··· Dataset content ···
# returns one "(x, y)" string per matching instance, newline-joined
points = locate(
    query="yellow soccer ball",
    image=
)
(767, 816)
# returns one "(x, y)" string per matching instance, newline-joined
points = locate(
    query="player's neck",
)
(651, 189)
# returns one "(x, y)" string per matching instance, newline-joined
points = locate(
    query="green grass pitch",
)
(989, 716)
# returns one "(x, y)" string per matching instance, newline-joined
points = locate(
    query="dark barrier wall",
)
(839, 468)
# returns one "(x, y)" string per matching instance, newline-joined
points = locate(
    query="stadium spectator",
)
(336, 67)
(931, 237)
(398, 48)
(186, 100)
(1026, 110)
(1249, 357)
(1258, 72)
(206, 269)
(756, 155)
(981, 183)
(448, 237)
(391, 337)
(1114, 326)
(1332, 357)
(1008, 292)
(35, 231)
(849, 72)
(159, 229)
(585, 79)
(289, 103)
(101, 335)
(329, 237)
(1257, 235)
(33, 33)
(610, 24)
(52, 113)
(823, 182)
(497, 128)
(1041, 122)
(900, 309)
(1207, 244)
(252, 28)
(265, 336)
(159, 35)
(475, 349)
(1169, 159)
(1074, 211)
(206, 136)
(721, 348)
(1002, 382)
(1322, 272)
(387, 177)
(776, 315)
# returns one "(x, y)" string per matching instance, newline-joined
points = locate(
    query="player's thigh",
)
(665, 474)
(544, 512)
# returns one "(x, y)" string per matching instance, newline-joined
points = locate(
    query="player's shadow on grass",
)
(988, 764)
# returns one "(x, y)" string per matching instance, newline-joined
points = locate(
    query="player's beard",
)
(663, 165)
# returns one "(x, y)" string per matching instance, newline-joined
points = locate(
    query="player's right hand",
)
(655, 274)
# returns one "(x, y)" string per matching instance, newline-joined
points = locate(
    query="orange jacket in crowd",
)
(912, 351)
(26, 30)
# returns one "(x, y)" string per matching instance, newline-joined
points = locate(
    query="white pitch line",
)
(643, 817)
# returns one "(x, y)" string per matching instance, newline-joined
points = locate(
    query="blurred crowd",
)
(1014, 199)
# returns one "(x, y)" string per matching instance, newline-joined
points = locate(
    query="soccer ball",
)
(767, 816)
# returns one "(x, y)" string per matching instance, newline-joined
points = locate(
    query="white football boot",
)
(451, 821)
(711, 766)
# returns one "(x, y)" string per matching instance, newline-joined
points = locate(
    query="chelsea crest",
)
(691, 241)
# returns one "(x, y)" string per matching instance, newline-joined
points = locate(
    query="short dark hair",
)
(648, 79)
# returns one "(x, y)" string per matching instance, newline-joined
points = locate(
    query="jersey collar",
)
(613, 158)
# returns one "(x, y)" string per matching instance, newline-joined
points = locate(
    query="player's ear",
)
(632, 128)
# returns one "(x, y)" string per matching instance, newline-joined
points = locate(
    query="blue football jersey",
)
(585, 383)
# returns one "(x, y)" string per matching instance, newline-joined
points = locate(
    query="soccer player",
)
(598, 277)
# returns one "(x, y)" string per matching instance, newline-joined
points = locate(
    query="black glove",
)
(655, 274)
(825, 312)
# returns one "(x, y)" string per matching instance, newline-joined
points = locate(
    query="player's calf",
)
···
## Task directions
Quote the whole listing above, leaving nothing out.

## Reply to the exercise
# returns one "(x, y)" string per matching instance, newline-joined
points = locate(
    query="yellow soccer ball",
    image=
)
(767, 816)
# returns one "(x, y)" string per matching instance, newline-joined
points = locate(
    query="player's neck",
)
(651, 189)
# returns one "(x, y)" string per matching instance, newline-joined
points = locate(
    query="green grass pitch",
)
(989, 716)
# returns one "(x, y)" string per matching instance, newline-joined
points = locate(
    query="dark barrier wall",
)
(839, 468)
# returns one "(x, y)" string per matching instance, newline-joined
points = locate(
    query="stadium spectator",
)
(336, 67)
(931, 237)
(398, 48)
(186, 100)
(1026, 110)
(1249, 357)
(1258, 72)
(206, 269)
(756, 155)
(981, 183)
(448, 237)
(391, 337)
(1114, 326)
(1332, 357)
(1008, 292)
(35, 231)
(849, 72)
(159, 229)
(585, 79)
(289, 103)
(101, 335)
(329, 237)
(1257, 235)
(33, 33)
(610, 24)
(52, 113)
(823, 182)
(497, 128)
(1041, 122)
(900, 309)
(1207, 244)
(252, 28)
(265, 336)
(159, 35)
(475, 349)
(1169, 159)
(1074, 211)
(206, 136)
(721, 348)
(1002, 382)
(1322, 272)
(387, 177)
(776, 315)
# returns one "(x, y)" string per matching instance, newline-joined
points = locate(
    query="player's thigh",
)
(665, 474)
(544, 512)
# returns one "(x, y)" string per matching instance, newline-joined
points = locate(
    query="player's shadow on grass",
)
(988, 764)
# returns one "(x, y)" string per matching instance, newline-joined
points = locate(
    query="player's beard",
)
(663, 165)
# returns one "(x, y)" string per matching instance, newline-joined
points = locate(
    query="player's right hand",
)
(655, 274)
# returns one "(x, y)" string per matching instance, newline-joined
points = locate(
    query="orange jacket in crowd",
)
(912, 351)
(26, 30)
# returns one "(x, y)" string per matching instance, newline-joined
points = locate(
    query="white pitch line",
)
(643, 817)
# returns one "(x, y)" string per matching instance, newline-joined
points = locate(
    query="blurred crowd",
)
(1014, 199)
# returns one "(x, y)" string per matching instance, newline-joined
points = locate(
    query="soccer ball",
)
(767, 816)
# returns one "(x, y)" string per matching instance, newline-joined
points = locate(
    query="white football boot",
)
(451, 821)
(711, 766)
# returns one "(x, y)" string per matching instance, newline-joined
points = locate(
    query="chelsea crest",
)
(691, 241)
# returns one "(x, y)" string per matching instance, newline-joined
points = locate(
    query="short dark hair",
)
(648, 79)
# returns one "(x, y)" string per matching instance, newline-joined
points = locate(
    query="jersey collar",
)
(613, 158)
# returns one "(x, y)" string per matching instance, newline-joined
points = locate(
    query="player's ear",
)
(632, 128)
# returns one "(x, y)" string per matching instance, newline-joined
points = locate(
    query="blue football jersey",
)
(585, 383)
# returns one "(x, y)" string per matching instance, newline-joined
points = locate(
    query="soccer player",
)
(598, 277)
# returns one "(x, y)" string per matching instance, newline-joined
points = locate(
    query="black glove",
)
(655, 274)
(825, 312)
# returns one "(x, y)" string per matching instance, newline-joined
points = locate(
    query="player's calf",
)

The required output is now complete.